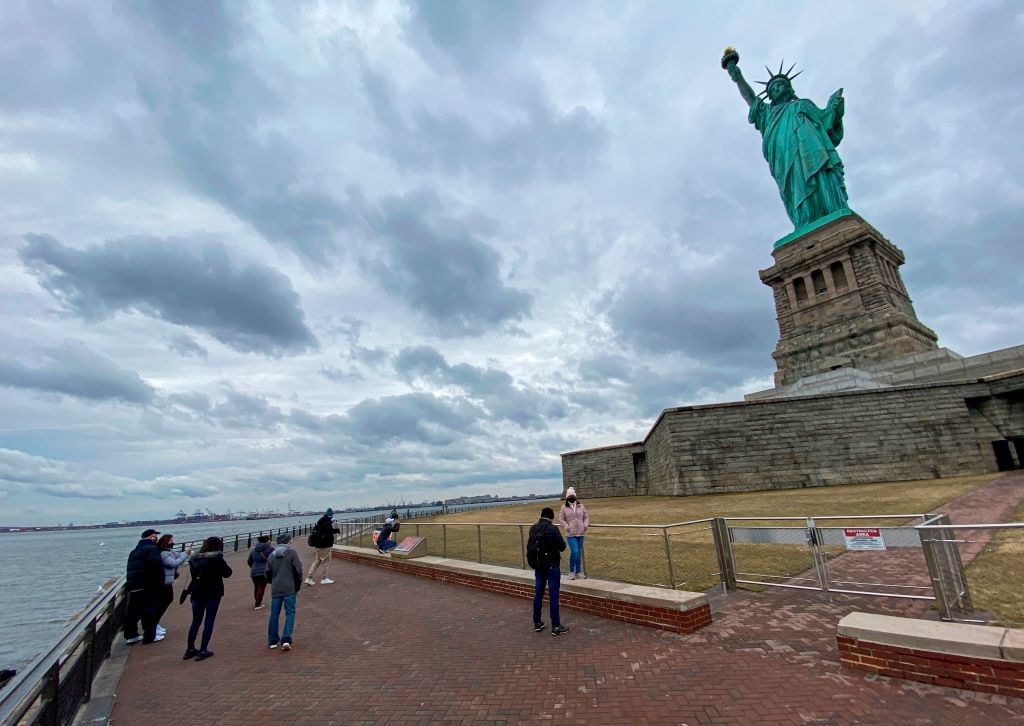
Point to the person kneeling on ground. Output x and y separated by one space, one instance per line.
384 541
284 571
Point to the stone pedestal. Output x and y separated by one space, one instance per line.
841 302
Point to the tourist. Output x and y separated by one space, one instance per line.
576 520
257 568
144 582
208 572
322 538
384 541
284 571
171 561
543 550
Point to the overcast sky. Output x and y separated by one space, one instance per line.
346 253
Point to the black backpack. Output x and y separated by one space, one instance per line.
537 548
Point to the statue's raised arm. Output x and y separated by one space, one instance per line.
730 61
799 142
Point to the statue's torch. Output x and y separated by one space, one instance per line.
729 57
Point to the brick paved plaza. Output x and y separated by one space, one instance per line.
382 647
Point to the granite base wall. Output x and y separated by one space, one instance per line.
890 434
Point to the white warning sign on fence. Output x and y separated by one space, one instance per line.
863 539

══════

◆ What is being asked ◆
Copy out every item above word for word, leaving out the pictures.

◆ Expected output ◆
Point to the person kneeling on ground. Output x and y separated by one space, one instance per line.
384 541
284 571
Point to the stone pedestal. Output x and y separated by one space, one instance per line.
841 302
Point to the tourist. Output x and y separated by one space, one instance per line.
576 520
257 568
144 582
208 572
322 538
384 541
284 571
171 561
543 550
Point to the overcast sky. Output x and y separated by one space, one instance per line.
346 253
Point to the black backpack. Output x and y separated by one space, one instance per line.
537 548
Point to the statue's raised arm. Output x and y separated by one space, one instance per line.
730 61
799 142
Point to the statue's torch. Output x and y separated by one space, one instance per line.
729 57
Point to the brick paved plaza. Output x and y separated by one space, one instance per line.
382 647
Point to the granite base wall. Output x and y separated by one space, one instance per line.
890 434
Point to the white warning sign on fence. Output x and y separated by one space, one instance per line.
863 539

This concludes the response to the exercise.